::: DATA TO EXAMINE

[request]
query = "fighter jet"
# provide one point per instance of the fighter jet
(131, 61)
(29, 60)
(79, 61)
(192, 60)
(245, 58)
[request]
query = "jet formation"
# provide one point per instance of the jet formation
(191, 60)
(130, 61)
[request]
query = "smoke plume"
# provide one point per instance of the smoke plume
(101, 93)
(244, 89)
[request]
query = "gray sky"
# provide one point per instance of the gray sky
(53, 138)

::::::

**WORK TASK:**
All entries are to be output exactly as they stand.

**EXPECTED ANSWER:**
[request]
query = "fighter jet"
# provide one point per instance of the fighter jet
(131, 61)
(29, 60)
(79, 61)
(192, 60)
(245, 58)
[request]
query = "jet formation"
# provide one point per instance of the jet formation
(191, 60)
(130, 61)
[request]
query = "smoke plume"
# provide one point per instance of the smoke plume
(101, 93)
(244, 89)
[request]
query = "gray sky"
# provide one point per instance of the gray sky
(53, 138)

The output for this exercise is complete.